[Goal]: Could you copy, word for word, only the lines from the one containing "point: blurred green" through the last line of the records below, both included?

[Recorded information]:

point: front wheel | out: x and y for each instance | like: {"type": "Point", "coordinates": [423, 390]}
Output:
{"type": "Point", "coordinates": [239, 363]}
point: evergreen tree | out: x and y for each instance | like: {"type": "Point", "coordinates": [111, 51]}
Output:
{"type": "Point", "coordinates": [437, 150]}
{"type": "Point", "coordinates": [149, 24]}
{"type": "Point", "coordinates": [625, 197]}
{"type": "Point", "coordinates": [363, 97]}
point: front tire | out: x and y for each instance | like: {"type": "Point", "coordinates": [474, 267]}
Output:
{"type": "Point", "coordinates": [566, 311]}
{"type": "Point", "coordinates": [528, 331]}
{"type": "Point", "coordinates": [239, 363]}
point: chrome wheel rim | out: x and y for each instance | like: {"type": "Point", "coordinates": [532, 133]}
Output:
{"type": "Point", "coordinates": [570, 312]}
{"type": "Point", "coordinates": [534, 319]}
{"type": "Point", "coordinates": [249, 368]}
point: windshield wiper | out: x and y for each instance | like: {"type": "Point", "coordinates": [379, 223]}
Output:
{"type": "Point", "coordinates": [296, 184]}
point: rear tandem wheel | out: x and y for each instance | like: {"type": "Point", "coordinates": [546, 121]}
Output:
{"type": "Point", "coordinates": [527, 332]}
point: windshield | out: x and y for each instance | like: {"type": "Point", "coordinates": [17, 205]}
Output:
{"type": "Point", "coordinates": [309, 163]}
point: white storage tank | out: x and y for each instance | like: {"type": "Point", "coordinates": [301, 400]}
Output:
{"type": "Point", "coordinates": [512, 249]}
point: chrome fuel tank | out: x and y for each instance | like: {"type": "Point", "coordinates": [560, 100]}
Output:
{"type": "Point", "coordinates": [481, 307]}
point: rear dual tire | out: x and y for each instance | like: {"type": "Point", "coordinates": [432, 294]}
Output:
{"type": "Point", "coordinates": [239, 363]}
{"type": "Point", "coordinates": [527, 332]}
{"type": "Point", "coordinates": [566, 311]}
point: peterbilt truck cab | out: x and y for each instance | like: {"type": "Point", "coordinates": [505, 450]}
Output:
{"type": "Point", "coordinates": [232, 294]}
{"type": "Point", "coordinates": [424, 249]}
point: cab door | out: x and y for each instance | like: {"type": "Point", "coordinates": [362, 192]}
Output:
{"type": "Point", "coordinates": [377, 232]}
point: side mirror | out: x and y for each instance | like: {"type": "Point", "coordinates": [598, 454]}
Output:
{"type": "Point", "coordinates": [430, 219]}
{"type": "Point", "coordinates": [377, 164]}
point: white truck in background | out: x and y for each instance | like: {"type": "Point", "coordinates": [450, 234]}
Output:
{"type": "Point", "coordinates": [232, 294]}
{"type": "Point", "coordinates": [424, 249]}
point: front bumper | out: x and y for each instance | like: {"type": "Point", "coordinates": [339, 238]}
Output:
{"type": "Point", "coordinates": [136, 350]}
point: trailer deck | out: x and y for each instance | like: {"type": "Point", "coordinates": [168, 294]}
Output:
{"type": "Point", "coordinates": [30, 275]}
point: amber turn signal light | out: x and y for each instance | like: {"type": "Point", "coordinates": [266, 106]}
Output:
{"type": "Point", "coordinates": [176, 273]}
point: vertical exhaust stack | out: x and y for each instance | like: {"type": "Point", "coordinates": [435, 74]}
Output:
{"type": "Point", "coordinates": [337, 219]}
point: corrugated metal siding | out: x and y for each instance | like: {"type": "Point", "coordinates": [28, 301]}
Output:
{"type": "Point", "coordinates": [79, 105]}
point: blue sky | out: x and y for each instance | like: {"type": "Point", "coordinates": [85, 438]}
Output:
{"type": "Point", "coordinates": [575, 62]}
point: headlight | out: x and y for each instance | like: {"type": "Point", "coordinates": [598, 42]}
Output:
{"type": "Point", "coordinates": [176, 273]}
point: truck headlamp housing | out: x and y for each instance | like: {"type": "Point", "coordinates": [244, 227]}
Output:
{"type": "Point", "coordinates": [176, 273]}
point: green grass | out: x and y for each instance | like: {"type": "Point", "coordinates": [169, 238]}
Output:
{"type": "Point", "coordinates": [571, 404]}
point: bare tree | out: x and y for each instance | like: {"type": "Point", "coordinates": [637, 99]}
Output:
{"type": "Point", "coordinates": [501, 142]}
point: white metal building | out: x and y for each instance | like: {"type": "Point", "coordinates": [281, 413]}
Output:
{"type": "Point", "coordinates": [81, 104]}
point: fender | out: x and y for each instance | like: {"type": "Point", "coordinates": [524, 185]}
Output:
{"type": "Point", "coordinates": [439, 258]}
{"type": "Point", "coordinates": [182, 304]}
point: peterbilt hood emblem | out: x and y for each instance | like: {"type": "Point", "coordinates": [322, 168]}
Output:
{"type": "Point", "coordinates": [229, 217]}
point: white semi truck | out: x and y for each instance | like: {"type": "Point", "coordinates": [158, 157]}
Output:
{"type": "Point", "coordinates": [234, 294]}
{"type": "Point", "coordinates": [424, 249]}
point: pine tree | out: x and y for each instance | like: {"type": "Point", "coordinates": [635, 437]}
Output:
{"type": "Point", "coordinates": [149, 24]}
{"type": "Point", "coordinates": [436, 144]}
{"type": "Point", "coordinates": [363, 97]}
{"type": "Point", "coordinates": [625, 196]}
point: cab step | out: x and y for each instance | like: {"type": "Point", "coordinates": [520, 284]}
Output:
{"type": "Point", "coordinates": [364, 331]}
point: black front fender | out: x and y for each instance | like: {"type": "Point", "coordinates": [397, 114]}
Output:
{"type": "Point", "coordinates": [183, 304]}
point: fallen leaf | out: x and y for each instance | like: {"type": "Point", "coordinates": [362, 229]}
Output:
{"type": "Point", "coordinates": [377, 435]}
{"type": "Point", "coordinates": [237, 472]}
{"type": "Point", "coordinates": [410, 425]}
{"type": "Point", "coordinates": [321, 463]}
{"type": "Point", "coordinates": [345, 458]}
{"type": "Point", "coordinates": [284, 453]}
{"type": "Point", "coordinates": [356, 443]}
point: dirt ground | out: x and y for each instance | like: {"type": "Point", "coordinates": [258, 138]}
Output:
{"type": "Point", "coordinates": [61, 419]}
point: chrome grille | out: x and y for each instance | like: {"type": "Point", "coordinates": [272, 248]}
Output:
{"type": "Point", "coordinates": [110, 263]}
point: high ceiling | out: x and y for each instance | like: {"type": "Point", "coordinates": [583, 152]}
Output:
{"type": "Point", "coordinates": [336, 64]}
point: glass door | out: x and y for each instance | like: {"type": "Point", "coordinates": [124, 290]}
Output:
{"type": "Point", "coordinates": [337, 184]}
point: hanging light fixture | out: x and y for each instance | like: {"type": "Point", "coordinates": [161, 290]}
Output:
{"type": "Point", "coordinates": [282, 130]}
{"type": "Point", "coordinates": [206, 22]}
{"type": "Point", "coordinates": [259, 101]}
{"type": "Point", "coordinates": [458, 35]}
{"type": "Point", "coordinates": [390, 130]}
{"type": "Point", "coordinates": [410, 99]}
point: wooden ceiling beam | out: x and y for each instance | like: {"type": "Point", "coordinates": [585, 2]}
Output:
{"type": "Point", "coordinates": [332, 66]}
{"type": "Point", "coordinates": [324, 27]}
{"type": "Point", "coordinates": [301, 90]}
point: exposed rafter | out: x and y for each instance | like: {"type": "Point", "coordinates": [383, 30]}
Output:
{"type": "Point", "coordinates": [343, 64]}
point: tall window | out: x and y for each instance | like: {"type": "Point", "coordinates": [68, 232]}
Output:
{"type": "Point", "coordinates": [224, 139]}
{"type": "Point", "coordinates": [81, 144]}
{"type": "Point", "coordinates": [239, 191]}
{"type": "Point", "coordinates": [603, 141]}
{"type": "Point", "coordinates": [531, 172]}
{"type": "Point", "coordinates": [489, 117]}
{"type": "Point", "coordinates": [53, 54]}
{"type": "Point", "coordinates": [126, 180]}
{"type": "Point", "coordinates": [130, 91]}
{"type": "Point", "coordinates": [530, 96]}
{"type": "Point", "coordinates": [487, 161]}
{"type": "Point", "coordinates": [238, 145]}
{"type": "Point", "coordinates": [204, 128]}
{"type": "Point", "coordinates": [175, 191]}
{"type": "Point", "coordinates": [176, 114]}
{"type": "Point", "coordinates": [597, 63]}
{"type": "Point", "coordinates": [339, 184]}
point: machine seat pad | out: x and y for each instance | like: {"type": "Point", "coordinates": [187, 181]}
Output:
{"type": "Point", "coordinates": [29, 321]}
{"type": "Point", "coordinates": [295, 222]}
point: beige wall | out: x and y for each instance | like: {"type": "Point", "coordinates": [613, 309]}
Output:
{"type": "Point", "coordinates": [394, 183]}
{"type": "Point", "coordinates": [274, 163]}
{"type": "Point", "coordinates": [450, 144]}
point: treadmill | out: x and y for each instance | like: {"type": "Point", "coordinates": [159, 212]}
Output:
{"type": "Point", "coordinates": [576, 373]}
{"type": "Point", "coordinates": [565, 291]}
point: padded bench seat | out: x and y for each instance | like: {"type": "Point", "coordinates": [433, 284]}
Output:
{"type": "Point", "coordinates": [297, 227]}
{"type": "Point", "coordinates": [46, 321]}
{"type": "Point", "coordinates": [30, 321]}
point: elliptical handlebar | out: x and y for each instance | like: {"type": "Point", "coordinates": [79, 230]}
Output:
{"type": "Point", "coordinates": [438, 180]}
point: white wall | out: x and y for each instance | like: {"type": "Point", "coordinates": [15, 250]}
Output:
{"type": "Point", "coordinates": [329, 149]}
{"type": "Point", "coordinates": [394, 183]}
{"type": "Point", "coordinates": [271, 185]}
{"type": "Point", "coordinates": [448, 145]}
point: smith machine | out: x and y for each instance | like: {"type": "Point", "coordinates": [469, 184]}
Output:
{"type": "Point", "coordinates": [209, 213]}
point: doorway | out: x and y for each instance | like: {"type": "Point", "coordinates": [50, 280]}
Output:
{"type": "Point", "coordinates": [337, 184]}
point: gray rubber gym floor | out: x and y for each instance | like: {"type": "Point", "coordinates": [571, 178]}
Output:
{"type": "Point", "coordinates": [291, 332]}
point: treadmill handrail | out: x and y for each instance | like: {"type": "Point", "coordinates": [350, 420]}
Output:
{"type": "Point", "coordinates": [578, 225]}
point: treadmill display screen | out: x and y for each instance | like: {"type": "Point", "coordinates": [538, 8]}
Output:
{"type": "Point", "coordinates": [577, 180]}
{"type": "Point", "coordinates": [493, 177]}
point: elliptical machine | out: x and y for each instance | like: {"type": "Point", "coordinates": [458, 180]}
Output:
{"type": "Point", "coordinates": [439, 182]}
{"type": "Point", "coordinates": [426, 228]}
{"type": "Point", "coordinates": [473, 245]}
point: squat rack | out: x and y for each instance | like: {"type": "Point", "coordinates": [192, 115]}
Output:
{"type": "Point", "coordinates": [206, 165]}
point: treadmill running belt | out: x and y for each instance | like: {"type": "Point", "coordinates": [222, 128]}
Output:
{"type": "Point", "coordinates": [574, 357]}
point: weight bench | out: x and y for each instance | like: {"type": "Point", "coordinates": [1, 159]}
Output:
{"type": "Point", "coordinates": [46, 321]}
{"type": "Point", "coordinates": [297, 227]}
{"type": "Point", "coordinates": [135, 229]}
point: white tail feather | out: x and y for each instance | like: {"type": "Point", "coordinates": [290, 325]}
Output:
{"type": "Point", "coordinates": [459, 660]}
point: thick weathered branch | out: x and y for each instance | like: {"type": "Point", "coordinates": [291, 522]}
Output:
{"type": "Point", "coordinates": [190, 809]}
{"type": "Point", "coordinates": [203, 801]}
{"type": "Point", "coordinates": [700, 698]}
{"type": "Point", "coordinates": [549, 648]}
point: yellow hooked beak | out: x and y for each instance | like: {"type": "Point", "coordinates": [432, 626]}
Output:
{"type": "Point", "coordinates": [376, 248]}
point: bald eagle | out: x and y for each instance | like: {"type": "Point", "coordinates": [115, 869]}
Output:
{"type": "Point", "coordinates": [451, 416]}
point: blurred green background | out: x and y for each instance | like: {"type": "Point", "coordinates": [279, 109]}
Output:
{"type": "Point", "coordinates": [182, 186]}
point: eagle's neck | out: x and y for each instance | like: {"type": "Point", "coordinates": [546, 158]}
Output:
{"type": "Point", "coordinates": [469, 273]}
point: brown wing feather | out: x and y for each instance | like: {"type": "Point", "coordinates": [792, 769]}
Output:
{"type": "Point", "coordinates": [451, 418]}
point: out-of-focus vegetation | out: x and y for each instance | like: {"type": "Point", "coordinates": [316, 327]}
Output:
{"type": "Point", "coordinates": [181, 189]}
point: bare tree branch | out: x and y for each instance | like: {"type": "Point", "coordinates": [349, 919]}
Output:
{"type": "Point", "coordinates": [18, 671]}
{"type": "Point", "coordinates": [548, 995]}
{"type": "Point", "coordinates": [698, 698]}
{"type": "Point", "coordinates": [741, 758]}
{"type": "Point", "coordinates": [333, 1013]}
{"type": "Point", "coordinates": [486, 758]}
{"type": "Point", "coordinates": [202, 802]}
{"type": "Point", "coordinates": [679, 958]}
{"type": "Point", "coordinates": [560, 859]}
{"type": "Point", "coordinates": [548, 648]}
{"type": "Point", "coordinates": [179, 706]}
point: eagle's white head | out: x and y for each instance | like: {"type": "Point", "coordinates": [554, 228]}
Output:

[The solution]:
point: blurred green background | out: x and y for each instance | like: {"type": "Point", "coordinates": [279, 109]}
Output:
{"type": "Point", "coordinates": [182, 186]}
point: eagle's neck | out: x and y for each instance | like: {"type": "Point", "coordinates": [546, 158]}
Output:
{"type": "Point", "coordinates": [469, 273]}
point: brown wing feather | out: x and y for each instance | like: {"type": "Point", "coordinates": [792, 769]}
Output:
{"type": "Point", "coordinates": [451, 418]}
point: out-of-focus vegetation | out: x and y for each instance | like: {"type": "Point", "coordinates": [316, 327]}
Output:
{"type": "Point", "coordinates": [181, 189]}
point: bare tree branch | out: x and y for each instance | like: {"type": "Point", "coordinates": [349, 919]}
Output:
{"type": "Point", "coordinates": [18, 671]}
{"type": "Point", "coordinates": [548, 995]}
{"type": "Point", "coordinates": [698, 698]}
{"type": "Point", "coordinates": [741, 758]}
{"type": "Point", "coordinates": [333, 1013]}
{"type": "Point", "coordinates": [486, 758]}
{"type": "Point", "coordinates": [202, 802]}
{"type": "Point", "coordinates": [679, 958]}
{"type": "Point", "coordinates": [560, 859]}
{"type": "Point", "coordinates": [548, 648]}
{"type": "Point", "coordinates": [179, 706]}
point: eagle's white head | out: x and y for each instance | like: {"type": "Point", "coordinates": [554, 228]}
Output:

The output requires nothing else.